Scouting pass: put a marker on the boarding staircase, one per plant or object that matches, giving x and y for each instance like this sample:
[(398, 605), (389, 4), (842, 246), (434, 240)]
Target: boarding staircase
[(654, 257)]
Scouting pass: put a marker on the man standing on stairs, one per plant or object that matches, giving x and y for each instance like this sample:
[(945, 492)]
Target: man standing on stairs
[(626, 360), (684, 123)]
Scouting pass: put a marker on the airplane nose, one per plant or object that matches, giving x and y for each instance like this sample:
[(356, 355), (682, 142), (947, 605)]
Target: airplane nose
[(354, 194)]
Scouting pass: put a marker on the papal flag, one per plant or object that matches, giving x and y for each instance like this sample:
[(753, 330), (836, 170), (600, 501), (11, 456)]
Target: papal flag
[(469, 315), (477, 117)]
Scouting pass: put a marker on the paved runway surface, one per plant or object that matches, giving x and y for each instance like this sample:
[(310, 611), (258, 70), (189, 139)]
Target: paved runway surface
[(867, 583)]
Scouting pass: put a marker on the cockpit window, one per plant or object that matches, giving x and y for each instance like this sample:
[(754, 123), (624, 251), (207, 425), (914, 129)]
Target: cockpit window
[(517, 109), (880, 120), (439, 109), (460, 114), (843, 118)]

***

#### WORK REQUIRED:
Start at the line holding "[(754, 123), (624, 251), (207, 425), (914, 129)]" and retype each line through the end of the material above, both included.

#### RESPONSE BOX:
[(754, 123), (624, 251), (207, 425), (914, 129)]
Target: cockpit window
[(517, 109), (880, 120), (439, 109), (460, 114), (843, 118)]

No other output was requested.